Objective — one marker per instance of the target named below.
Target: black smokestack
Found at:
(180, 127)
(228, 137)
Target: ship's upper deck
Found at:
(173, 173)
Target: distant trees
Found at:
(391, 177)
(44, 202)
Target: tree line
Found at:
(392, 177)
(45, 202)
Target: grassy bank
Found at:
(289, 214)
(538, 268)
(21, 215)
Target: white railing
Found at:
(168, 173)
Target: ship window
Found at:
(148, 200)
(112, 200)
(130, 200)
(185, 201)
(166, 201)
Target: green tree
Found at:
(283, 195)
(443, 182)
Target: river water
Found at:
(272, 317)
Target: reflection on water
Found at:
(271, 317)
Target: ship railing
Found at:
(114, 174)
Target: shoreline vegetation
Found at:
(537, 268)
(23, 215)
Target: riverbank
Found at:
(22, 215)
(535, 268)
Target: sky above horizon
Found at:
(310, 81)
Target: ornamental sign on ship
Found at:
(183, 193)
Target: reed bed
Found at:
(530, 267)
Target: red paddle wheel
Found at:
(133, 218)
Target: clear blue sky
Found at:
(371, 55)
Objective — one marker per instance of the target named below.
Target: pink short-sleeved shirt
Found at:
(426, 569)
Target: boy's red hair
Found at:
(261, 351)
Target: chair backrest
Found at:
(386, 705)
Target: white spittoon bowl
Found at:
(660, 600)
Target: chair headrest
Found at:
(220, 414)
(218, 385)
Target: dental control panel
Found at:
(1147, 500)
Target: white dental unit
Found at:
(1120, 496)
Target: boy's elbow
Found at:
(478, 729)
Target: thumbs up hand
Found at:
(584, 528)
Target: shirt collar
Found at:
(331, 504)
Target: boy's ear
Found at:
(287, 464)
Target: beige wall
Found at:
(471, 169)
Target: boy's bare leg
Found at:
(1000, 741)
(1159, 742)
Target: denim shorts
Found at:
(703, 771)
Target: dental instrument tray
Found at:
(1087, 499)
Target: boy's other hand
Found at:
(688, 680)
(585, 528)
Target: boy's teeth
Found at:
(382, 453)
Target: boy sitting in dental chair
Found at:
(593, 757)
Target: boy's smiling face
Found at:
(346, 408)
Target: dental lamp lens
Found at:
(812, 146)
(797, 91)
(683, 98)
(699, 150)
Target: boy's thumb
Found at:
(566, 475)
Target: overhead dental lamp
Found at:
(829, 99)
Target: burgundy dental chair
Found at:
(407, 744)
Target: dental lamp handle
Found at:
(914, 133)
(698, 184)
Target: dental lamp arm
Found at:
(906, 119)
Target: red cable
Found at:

####################

What the task requires >> Find all the lines containing "ship" in the material, then copy them.

Result for this exercise >>
Target: ship's upper deck
Target: ship window
Target: ship railing
Target: ornamental sign on ship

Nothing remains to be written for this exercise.